* [What to work on]: Reproduce exactly the lines beginning with the line that contains "the black baseball" and ending at the final line of the material below.

* [Stored records]:
* * *
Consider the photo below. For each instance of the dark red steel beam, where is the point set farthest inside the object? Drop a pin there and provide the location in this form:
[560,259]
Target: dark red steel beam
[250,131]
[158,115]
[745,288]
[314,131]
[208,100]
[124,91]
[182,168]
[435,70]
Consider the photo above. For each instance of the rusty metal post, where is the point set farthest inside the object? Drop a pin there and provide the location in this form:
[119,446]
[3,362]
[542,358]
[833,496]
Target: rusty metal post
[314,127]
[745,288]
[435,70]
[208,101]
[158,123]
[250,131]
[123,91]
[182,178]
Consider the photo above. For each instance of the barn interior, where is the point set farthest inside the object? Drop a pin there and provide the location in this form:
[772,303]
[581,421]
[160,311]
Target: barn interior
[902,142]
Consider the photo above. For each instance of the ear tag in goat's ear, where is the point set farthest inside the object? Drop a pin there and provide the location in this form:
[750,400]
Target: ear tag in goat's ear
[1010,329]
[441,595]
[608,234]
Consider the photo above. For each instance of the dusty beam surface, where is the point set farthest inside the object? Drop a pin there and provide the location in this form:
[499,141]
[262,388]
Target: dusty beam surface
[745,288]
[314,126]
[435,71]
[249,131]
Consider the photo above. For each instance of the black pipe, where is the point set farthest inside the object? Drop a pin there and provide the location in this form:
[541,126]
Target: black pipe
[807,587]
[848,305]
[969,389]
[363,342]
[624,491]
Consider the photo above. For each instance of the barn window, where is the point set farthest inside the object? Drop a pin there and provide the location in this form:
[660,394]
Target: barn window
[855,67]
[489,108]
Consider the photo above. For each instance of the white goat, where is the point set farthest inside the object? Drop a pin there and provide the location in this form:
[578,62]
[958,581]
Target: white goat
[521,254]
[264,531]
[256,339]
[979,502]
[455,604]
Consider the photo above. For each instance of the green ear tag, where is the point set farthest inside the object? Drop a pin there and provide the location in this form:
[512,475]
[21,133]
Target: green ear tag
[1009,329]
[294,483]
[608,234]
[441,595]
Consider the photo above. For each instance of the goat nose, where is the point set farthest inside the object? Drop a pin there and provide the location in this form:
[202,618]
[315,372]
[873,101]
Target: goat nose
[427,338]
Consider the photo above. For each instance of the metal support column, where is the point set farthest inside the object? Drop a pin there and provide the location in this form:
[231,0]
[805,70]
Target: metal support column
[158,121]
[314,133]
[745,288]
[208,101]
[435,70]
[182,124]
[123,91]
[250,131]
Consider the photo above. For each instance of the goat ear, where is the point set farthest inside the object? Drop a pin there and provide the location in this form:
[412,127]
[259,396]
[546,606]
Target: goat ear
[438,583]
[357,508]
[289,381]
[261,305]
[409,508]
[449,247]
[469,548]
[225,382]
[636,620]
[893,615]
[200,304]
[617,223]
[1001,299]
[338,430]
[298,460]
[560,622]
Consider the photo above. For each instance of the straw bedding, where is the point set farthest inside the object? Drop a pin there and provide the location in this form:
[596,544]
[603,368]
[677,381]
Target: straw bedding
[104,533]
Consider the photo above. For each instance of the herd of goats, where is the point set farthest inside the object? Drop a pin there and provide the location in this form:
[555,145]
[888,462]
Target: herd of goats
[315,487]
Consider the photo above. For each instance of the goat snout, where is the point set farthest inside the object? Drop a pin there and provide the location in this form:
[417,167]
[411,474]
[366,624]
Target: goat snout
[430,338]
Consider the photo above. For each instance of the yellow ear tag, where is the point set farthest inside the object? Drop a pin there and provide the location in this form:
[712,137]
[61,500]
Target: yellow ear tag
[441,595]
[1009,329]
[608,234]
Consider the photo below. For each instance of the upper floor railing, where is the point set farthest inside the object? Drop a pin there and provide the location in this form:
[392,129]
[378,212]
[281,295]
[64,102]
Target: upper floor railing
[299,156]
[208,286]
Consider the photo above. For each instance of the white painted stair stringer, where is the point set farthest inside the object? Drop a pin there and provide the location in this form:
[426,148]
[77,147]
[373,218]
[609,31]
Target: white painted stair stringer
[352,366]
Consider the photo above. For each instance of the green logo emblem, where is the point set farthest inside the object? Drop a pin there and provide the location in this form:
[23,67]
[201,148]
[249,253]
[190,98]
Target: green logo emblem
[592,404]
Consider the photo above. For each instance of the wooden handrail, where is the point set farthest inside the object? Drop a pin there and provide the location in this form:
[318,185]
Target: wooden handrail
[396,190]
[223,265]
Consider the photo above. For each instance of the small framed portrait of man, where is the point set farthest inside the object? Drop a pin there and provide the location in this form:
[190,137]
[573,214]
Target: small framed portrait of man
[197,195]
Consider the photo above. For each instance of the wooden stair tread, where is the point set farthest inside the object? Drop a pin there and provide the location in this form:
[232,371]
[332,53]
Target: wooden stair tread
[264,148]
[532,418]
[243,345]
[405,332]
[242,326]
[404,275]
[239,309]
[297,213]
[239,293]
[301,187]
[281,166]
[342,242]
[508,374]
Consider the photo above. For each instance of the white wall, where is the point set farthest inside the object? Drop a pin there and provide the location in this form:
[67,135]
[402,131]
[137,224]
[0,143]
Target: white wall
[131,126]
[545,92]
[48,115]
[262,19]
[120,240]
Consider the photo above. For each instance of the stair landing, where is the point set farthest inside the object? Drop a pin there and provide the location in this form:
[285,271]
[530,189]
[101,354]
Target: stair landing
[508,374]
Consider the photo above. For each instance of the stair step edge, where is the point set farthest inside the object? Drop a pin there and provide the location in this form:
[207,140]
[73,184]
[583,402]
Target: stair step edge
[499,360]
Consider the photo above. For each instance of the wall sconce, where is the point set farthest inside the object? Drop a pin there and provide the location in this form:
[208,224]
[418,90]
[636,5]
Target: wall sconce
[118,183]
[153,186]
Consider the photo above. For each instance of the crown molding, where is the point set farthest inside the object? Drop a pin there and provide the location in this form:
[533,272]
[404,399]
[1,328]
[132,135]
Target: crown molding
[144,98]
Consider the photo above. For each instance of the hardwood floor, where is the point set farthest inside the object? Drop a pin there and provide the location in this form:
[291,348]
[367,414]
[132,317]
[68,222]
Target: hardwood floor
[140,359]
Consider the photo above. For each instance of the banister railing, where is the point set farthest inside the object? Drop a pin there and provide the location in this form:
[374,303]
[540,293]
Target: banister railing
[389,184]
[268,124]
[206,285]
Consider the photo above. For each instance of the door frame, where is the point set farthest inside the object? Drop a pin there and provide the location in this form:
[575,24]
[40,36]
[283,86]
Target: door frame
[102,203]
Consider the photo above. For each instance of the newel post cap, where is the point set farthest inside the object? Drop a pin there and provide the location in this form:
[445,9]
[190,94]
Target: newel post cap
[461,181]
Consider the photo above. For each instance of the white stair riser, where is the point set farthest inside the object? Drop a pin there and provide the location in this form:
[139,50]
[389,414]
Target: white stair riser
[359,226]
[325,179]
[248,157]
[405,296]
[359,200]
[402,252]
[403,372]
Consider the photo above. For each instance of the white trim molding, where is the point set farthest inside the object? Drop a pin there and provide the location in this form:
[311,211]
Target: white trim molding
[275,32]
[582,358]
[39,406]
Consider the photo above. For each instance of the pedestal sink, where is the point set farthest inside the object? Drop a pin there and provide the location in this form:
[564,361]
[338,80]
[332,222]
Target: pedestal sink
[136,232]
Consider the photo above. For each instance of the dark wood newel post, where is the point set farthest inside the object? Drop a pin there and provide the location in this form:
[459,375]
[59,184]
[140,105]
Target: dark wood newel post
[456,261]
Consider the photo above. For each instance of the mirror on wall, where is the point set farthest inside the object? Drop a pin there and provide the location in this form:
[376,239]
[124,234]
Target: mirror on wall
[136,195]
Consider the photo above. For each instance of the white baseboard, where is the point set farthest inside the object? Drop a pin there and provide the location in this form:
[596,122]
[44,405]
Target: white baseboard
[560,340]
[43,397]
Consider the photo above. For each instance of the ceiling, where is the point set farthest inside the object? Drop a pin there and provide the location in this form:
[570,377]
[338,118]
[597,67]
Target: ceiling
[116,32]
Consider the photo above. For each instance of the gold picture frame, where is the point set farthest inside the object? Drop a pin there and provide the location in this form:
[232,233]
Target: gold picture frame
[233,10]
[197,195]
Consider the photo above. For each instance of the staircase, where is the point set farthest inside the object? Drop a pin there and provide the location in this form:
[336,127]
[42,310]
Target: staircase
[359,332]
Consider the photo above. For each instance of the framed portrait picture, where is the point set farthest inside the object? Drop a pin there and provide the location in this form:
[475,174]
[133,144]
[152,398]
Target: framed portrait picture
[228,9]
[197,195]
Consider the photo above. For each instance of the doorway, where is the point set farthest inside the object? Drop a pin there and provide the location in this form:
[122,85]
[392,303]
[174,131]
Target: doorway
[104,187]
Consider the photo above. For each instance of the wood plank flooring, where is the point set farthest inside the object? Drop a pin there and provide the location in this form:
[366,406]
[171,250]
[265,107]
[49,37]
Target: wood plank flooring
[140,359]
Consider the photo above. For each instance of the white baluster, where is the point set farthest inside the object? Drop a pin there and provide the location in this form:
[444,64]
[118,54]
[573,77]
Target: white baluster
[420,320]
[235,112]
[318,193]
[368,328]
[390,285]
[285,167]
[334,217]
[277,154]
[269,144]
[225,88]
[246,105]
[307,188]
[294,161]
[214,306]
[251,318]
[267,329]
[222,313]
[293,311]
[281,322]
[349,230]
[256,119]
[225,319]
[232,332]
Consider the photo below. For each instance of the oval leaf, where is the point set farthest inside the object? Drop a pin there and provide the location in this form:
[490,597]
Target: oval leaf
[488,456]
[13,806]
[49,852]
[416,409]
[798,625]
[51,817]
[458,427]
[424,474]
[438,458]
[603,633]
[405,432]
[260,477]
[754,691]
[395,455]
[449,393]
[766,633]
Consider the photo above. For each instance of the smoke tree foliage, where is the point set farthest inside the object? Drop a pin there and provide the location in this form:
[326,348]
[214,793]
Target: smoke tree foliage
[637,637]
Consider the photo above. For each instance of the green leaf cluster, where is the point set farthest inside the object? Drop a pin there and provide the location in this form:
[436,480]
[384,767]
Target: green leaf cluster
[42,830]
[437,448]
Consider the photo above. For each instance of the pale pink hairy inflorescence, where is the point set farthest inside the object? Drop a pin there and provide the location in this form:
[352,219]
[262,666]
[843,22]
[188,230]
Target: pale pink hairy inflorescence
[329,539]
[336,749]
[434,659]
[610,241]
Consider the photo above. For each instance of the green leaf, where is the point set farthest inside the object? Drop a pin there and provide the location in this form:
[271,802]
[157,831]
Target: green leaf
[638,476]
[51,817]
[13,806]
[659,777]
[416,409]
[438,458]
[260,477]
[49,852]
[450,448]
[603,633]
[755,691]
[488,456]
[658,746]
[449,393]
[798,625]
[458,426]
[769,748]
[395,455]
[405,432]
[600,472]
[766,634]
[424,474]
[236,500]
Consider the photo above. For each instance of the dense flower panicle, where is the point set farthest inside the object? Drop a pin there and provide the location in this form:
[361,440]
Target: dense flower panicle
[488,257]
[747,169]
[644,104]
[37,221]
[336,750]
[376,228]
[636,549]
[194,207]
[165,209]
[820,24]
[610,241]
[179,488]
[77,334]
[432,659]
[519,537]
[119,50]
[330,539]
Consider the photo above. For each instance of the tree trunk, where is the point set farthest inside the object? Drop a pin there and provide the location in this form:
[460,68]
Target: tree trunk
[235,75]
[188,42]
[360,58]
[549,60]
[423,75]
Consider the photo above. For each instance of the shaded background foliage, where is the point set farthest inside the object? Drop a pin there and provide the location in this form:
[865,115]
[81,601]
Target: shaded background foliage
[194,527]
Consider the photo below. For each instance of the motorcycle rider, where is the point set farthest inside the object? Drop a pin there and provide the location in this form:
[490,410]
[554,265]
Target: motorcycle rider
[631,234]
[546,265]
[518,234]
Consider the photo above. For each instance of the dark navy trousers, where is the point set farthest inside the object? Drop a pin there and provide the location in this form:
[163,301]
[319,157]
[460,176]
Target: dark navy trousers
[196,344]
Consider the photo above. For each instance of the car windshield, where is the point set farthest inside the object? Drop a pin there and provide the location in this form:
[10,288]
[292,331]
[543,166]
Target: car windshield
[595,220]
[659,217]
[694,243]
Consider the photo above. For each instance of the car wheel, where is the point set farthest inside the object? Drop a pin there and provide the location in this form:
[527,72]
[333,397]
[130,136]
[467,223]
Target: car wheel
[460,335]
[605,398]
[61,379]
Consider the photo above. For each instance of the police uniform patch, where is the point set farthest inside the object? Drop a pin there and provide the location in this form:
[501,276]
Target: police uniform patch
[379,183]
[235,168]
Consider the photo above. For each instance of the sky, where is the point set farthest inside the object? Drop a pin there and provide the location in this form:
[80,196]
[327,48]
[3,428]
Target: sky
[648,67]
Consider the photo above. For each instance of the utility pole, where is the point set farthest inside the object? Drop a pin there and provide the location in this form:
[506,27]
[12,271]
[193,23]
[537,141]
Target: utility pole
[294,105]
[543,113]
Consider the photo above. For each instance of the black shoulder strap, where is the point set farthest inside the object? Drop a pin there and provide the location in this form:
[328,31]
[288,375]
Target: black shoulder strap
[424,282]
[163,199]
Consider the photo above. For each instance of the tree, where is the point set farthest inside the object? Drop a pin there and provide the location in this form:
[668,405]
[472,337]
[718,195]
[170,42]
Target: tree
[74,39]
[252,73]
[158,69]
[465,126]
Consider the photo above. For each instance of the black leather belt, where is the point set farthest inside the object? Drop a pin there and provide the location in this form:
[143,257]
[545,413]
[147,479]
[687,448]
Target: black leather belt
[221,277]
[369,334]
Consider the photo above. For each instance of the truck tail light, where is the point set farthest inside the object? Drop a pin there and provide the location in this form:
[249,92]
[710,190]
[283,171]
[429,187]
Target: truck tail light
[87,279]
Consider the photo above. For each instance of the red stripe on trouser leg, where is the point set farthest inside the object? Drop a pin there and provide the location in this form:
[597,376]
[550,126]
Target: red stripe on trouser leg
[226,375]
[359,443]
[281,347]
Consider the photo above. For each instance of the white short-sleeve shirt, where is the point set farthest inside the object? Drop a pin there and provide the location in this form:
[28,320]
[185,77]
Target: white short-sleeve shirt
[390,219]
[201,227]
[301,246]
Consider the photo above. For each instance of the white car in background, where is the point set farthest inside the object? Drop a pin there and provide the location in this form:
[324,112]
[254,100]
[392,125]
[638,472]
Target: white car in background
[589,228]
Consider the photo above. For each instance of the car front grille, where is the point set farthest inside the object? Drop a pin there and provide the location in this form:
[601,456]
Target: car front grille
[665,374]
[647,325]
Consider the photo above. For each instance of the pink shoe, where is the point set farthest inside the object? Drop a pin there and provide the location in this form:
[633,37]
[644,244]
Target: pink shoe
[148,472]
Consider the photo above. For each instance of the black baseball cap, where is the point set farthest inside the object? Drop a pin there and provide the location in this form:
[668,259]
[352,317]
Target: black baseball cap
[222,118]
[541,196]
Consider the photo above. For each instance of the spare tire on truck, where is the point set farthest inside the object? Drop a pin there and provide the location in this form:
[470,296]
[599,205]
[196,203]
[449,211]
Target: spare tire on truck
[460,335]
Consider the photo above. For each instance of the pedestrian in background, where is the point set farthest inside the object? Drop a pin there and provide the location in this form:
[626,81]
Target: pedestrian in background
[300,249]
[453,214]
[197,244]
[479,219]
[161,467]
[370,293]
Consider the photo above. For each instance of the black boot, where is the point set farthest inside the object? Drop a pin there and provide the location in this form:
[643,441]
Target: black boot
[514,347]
* * *
* [Exercise response]:
Consider the photo above. For each instance of the black baseball cap, where is the point set farthest inside the object? Drop a pin there and provide the location in this form:
[668,259]
[352,317]
Target: black baseball cap
[222,118]
[541,196]
Consider the photo above. For each instance of the spare tire on truck, where is the point set farthest inside the object? Drop a pin there and provide the location in this form:
[470,296]
[599,205]
[196,203]
[449,211]
Target: spare tire on truck
[460,335]
Consider the photo above. For each instance of the pedestrian in background, where is the point set farthest inside the object? Drop a pin there and provide the location in this form:
[626,81]
Target: pedestrian in background
[300,249]
[453,214]
[197,244]
[479,219]
[161,467]
[370,293]
Consider the photo above. For each instance of the black boot, where is the point set farthest inside the object? Drop a pin there and provide the location in this form:
[643,441]
Target: black boot
[514,347]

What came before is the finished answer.